[EXTRACTED ENTRIES]
========================================
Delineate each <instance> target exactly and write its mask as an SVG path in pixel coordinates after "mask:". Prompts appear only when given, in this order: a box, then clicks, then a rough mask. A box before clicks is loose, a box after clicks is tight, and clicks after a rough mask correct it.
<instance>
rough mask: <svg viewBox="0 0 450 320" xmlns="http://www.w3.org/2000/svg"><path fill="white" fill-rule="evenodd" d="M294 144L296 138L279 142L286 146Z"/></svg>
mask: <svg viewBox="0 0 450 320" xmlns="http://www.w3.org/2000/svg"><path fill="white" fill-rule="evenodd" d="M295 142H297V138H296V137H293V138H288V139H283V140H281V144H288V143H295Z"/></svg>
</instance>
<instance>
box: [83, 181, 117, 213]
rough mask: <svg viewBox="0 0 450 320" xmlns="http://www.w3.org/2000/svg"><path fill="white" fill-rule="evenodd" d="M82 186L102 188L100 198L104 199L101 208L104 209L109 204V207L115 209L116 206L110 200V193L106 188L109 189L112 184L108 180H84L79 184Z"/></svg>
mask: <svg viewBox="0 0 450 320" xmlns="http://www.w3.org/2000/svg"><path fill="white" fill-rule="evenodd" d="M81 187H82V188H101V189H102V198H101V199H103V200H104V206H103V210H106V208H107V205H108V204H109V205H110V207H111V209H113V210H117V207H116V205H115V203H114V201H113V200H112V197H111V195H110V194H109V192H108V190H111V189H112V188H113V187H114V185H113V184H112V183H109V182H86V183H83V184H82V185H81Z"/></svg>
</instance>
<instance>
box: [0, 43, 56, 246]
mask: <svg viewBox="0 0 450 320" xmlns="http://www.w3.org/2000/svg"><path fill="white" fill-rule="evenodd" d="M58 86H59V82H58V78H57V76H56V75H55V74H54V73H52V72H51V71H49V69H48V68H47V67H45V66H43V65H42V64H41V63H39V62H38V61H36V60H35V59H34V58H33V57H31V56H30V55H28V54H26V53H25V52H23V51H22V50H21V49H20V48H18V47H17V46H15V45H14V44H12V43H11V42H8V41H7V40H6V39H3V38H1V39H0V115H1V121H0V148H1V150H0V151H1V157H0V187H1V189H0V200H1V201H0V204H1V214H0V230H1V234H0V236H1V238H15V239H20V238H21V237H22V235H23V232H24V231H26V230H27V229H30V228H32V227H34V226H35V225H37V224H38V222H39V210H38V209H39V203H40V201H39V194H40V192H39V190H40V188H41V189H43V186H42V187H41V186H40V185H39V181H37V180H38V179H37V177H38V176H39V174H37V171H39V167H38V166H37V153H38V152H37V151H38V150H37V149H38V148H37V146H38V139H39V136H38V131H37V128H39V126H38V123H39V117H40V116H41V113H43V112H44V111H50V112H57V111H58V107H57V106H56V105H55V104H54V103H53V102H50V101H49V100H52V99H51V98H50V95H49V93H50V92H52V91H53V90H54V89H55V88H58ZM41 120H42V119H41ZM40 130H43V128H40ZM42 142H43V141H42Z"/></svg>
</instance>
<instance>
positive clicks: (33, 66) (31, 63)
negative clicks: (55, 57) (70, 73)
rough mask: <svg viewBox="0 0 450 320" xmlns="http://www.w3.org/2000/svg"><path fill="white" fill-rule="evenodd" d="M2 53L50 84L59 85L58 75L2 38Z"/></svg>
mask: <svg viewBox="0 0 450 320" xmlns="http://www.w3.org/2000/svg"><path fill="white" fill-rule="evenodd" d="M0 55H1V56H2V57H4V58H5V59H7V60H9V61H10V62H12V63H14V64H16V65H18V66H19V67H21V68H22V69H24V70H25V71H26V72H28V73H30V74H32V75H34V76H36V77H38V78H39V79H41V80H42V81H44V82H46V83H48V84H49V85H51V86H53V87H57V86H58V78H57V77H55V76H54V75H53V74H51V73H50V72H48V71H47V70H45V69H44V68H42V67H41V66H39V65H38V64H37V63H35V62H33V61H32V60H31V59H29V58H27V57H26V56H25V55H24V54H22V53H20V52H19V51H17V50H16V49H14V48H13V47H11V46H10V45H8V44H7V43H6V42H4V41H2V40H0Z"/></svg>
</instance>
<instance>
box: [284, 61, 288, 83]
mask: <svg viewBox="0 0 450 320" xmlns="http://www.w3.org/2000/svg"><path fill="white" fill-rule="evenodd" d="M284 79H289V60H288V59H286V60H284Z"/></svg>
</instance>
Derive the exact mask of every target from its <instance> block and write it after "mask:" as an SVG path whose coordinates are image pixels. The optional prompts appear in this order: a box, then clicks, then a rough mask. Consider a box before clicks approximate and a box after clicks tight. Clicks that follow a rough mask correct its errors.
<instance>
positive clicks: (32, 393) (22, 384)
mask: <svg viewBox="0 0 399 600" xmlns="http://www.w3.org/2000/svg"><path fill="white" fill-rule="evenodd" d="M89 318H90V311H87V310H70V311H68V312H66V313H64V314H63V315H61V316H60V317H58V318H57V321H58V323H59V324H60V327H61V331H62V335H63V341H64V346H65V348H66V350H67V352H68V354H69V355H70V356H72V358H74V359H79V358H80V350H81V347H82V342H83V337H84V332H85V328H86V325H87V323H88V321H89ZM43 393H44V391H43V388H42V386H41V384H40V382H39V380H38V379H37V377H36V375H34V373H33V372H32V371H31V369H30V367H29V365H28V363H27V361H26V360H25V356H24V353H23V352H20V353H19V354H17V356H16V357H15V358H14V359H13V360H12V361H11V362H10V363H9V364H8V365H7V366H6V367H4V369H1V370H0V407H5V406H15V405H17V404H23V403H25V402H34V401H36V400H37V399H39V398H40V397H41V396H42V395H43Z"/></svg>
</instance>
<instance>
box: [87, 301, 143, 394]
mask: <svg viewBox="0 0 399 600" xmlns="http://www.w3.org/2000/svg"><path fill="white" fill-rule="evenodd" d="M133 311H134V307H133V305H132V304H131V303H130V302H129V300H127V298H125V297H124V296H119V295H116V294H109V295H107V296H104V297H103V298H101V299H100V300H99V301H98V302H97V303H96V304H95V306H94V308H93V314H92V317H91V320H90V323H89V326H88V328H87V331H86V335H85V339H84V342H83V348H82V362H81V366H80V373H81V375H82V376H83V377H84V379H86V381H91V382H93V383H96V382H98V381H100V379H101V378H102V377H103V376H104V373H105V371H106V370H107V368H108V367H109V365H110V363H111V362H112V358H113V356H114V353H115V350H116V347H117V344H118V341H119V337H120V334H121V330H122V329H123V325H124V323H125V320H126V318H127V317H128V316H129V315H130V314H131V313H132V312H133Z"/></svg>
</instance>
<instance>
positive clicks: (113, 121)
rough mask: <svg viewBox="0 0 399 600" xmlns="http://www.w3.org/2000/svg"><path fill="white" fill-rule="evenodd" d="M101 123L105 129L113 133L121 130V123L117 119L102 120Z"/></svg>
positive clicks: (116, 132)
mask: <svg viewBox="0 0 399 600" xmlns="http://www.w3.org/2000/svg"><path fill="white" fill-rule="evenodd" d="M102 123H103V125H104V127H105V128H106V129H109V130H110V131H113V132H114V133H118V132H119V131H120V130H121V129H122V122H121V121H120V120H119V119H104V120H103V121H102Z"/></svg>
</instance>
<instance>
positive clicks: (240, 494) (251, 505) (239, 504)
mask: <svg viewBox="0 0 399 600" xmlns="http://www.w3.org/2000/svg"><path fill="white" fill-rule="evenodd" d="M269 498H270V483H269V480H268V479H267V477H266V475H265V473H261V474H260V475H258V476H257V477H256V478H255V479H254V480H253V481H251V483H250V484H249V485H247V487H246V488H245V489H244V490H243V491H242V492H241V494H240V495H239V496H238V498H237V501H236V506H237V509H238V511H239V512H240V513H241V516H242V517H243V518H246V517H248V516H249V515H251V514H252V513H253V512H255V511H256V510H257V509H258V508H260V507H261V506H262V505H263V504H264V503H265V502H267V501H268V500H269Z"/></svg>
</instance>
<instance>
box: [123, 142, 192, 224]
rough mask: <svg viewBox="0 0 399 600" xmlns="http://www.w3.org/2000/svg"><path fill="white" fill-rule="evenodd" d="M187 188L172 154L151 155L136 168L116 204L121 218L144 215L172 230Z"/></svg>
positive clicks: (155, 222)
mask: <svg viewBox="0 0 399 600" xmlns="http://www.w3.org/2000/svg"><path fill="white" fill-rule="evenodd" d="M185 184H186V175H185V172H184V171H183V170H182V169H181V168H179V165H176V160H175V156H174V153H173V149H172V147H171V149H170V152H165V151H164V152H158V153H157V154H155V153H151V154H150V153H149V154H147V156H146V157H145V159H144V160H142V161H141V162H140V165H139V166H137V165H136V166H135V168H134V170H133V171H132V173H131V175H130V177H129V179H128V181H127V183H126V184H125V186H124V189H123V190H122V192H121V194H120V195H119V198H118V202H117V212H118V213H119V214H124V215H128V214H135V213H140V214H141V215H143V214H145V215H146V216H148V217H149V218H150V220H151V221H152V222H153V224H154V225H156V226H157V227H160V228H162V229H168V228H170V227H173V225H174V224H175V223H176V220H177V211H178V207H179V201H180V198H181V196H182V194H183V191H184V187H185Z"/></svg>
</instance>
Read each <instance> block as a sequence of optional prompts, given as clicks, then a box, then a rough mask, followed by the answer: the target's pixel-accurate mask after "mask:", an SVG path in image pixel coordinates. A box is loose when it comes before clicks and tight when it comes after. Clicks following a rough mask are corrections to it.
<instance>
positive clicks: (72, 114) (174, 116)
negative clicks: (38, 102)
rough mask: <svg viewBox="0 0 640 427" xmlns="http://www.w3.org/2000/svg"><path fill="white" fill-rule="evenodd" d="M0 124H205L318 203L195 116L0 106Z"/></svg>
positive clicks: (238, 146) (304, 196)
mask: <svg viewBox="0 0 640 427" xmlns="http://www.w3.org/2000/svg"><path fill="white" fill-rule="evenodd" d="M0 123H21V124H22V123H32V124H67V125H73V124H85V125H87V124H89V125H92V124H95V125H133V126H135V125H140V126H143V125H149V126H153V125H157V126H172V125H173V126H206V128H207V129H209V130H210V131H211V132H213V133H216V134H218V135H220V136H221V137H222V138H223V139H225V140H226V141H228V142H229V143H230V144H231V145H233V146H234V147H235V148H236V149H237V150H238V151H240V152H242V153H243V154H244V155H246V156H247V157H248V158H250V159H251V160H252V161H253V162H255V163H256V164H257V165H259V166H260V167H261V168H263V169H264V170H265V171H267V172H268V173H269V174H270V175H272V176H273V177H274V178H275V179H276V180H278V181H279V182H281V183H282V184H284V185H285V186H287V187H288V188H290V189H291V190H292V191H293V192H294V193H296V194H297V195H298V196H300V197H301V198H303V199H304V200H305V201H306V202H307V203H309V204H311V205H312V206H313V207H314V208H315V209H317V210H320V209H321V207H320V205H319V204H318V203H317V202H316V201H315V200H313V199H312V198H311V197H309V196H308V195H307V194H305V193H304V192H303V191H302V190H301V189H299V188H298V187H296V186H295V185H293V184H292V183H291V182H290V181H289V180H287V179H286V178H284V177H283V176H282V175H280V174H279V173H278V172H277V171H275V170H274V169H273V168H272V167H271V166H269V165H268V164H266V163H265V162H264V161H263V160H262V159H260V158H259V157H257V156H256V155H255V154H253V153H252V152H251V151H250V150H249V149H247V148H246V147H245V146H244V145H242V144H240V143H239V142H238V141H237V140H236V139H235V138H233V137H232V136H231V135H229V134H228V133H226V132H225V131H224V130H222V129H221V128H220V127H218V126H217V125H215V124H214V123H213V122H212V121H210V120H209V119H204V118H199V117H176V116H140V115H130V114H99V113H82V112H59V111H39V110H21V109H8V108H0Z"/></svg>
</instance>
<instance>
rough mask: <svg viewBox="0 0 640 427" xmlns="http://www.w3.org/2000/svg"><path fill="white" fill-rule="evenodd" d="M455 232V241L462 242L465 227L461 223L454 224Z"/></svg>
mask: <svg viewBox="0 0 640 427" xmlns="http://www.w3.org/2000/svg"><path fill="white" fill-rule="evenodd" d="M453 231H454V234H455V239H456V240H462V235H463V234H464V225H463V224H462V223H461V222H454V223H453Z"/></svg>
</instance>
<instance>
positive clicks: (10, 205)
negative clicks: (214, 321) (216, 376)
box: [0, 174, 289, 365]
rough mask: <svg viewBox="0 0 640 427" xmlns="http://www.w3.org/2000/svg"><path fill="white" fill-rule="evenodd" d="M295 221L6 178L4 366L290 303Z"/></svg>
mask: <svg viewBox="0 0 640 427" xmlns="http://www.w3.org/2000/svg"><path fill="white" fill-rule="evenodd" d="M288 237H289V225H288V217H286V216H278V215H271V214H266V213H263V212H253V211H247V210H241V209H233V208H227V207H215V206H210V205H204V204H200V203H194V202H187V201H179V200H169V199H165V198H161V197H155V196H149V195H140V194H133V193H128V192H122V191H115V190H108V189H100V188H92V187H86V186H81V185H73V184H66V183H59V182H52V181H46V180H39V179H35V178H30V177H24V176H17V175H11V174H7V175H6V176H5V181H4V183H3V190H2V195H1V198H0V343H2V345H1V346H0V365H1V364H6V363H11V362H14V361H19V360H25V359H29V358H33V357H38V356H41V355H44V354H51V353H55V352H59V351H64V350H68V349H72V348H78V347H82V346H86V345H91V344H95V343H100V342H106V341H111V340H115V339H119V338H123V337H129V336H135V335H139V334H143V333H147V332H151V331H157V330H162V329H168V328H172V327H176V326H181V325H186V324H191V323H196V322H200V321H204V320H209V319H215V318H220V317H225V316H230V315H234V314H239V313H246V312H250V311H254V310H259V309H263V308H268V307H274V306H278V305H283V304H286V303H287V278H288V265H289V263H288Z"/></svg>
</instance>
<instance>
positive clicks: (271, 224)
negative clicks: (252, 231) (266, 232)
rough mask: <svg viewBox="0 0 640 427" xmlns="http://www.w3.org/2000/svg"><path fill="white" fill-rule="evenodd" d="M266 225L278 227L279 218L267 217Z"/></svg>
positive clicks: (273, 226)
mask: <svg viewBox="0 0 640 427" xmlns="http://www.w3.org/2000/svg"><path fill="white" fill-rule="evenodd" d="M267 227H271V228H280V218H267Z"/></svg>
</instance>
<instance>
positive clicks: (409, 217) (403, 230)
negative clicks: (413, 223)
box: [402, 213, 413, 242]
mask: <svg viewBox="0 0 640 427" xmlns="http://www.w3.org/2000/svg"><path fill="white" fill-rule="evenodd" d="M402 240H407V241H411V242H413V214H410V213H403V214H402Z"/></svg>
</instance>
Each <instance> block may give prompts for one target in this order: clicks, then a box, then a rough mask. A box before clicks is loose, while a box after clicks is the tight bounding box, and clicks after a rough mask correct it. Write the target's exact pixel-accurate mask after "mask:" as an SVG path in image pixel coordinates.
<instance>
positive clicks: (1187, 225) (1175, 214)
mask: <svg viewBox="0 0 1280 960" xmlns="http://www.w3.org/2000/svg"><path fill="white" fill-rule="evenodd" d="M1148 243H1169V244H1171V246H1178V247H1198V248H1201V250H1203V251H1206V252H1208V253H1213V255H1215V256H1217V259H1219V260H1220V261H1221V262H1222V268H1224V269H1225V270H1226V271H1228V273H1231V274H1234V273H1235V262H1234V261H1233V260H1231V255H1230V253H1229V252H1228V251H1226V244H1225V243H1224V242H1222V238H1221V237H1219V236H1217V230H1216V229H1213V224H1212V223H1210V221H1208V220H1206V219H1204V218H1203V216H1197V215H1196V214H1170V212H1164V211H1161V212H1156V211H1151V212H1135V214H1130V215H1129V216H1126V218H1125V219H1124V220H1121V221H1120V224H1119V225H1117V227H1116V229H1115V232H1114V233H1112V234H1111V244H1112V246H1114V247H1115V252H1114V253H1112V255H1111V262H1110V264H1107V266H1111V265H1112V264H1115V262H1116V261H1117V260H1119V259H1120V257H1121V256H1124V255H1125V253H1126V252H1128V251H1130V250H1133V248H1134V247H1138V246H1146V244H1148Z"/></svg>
========================================
List every line in the rows above that contains the word "before".

[SOLUTION TO THIS EXERCISE]
Delineate each <instance> target exactly and write its mask as an SVG path in pixel coordinates after "mask:". Prompts appear only when given, in this order: a box, then clicks, then a rough mask. A box before clicks is loose, a box after clicks is tight, and clicks after a rough mask correct it.
Derive the exact mask of every target from its <instance> block and write it after "mask:" as an SVG path whose coordinates are image pixels. The optional prompts appear in this order: a box, then clicks, then a rough mask. Consider a box before clicks approximate and a box after clicks tight. Clicks that follow a rough mask correct its errors.
Read each <instance> block as a sequence of optional prompts, given as clicks, then a box, then a rough mask, followed by the answer: the target's pixel-accurate mask after "mask:", an SVG path in image pixel coordinates. A box is loose when it comes before clicks and tight when it comes after. Clicks following a rough mask are corrections to it.
Each <instance> block may give prompts for one target in this order: clicks, then a box, then a rough mask. A box before clicks is loose, while a box after clicks is the tight bounding box, and clicks after a rough mask correct it. Write the target's exact pixel-accurate mask after "mask:" as an SVG path in image pixel coordinates.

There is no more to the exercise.